_Referring expression data_
━━━━━━━━━━━━━━━━━━━━━━━━━━━━━━

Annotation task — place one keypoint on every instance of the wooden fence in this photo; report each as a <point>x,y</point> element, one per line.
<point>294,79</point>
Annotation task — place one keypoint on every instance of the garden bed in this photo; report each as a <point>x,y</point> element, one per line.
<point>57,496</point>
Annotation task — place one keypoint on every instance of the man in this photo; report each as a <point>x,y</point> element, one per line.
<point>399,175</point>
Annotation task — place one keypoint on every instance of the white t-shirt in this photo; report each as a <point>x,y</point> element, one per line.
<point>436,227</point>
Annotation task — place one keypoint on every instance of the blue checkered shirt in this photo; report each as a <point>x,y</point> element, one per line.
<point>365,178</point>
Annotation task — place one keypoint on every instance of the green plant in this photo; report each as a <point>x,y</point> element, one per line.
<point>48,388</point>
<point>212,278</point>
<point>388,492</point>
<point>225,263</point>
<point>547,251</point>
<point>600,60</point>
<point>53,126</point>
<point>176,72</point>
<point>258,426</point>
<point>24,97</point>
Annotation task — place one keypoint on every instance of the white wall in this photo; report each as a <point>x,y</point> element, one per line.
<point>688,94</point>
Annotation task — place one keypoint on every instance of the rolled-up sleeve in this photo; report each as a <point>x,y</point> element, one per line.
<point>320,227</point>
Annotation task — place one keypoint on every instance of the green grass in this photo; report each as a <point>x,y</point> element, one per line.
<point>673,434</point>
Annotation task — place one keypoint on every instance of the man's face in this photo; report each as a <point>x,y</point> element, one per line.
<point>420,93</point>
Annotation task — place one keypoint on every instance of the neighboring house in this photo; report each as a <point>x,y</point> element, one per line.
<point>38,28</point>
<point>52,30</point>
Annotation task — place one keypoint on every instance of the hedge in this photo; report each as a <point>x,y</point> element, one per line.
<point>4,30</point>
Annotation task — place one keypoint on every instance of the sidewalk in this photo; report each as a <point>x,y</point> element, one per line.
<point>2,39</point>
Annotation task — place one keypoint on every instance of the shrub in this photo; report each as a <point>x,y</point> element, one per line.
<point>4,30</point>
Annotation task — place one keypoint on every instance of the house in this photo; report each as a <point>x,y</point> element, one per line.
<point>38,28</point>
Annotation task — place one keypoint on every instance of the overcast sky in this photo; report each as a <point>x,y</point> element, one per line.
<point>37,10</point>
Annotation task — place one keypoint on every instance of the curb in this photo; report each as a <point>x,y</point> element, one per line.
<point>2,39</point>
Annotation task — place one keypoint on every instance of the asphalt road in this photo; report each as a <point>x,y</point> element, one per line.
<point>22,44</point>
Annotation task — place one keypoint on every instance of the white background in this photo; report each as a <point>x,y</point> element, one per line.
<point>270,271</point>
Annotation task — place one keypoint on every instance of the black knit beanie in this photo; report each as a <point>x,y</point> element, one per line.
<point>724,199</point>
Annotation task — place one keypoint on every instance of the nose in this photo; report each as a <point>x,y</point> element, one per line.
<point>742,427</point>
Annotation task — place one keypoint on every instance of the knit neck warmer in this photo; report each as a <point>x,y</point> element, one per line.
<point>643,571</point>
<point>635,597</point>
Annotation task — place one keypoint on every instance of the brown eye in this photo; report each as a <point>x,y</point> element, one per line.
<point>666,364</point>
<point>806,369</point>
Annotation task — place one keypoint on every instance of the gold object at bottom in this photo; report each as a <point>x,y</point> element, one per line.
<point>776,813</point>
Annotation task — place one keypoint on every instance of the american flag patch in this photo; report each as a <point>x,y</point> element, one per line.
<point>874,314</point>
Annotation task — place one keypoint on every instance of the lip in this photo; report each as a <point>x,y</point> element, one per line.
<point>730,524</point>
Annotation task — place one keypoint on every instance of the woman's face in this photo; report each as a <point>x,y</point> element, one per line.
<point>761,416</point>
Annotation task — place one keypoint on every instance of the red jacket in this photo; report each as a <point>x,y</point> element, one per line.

━━━━━━━━━━━━━━━━━━━━━━━━━━━━━━

_Work instruction_
Could you output each line above exactly as it was given?

_Problem solution_
Annotation task — place one keypoint on every instance of the wooden fence in this photo; report each as a <point>x,y</point> element, one per line.
<point>294,79</point>
Annotation task — place one keypoint on every instance of the garden bed in this photo; report each as a <point>x,y</point> element, one per line.
<point>57,496</point>
Annotation task — place one keypoint on every instance of the man in this photo; report each as a <point>x,y</point> element, one per line.
<point>399,175</point>
Annotation task — place one keypoint on every instance of the white t-shirt in this photo; report each as a <point>x,y</point> element, one per line.
<point>436,227</point>
Annotation task — place one keypoint on every instance of the blue checkered shirt in this photo; report each as a <point>x,y</point> element, one per line.
<point>365,178</point>
Annotation task — place one keypoint on every instance of the green plant in this photo; report each as a <point>x,y</point> element, one per line.
<point>48,388</point>
<point>212,278</point>
<point>388,492</point>
<point>225,263</point>
<point>547,251</point>
<point>600,60</point>
<point>53,126</point>
<point>176,72</point>
<point>258,426</point>
<point>24,97</point>
Annotation task — place one keypoint on every instance of the white wall in this photo; report each as a <point>x,y</point> element, one per line.
<point>688,94</point>
Annotation task — place one keypoint on every instance of the rolled-up sleeve in this photo; report each as a <point>x,y</point> element, one per line.
<point>320,227</point>
Annotation task — place one keypoint on every instance of the green grass in this photo; report each as a <point>x,y</point> element, one per line.
<point>673,434</point>
Annotation task — place one keypoint on every instance of the man's face in this photo; report each as a <point>x,y</point> element, one per line.
<point>420,93</point>
Annotation task — place one keypoint on every instance of the neighboring house in this photo; report each as a <point>x,y</point> element, one per line.
<point>38,28</point>
<point>52,30</point>
Annotation task — place one keypoint on every instance of the hedge in this photo; report each as a <point>x,y</point> element, one per line.
<point>4,30</point>
Annotation task — place one keypoint on every instance of the sidewalk in this photo; report each as a <point>x,y</point> element, one per line.
<point>2,39</point>
Annotation task — place one keypoint on every instance of the shrub in this photo; report each as a <point>x,y</point> element, one per line.
<point>4,30</point>
Annotation task — place one keypoint on every instance of the house in this photo; report each as a <point>x,y</point> element, one per line.
<point>38,28</point>
Annotation task — place one keypoint on every instance of the overcast sky in this photo; report each as a <point>x,y</point> element, one per line.
<point>37,10</point>
Annotation task — place one keypoint on every instance of the curb in this photo; report each as a <point>x,y</point> element, one per line.
<point>2,39</point>
Annotation task — place one keypoint on every instance of the asphalt road in this photo; report each as a <point>x,y</point> element, one per line.
<point>22,44</point>
Annotation task — place one keypoint on every instance of the white background in this photo; report each as a <point>x,y</point> element, one per line.
<point>270,271</point>
Annotation task — place one keypoint on every instance of the black knit beanie in this photo; report each as a <point>x,y</point> element, one per line.
<point>724,199</point>
Annotation task — place one keypoint on every instance of the nose in this photo; report each as a <point>x,y</point> element, one per line.
<point>742,427</point>
Annotation task — place one keypoint on every instance of the knit neck warmer in this photo; report each as a <point>x,y</point> element, one per line.
<point>643,571</point>
<point>635,597</point>
Annotation task — place one keypoint on every instance of the brown eye in this photo; report each as a <point>x,y</point> element, one per line.
<point>666,364</point>
<point>806,369</point>
Annotation task — place one keypoint on every instance of the gold object at bottom in this photo; report each as a <point>x,y</point> element, one per line.
<point>776,813</point>
Annotation task — place one keypoint on every instance of the american flag patch in this photo; report each as a <point>x,y</point> element, one per line.
<point>874,314</point>
Annotation task — place one keypoint on every instance of the lip in this photo; report each as a <point>x,y</point> element, one per line.
<point>730,524</point>
Annotation task — place one keypoint on every instance of the woman's face in this photo; report each as a <point>x,y</point> element, one per line.
<point>761,416</point>
Annotation task — place one keypoint on every instance of the red jacket in this photo; report each as a <point>x,y</point> element, one per line.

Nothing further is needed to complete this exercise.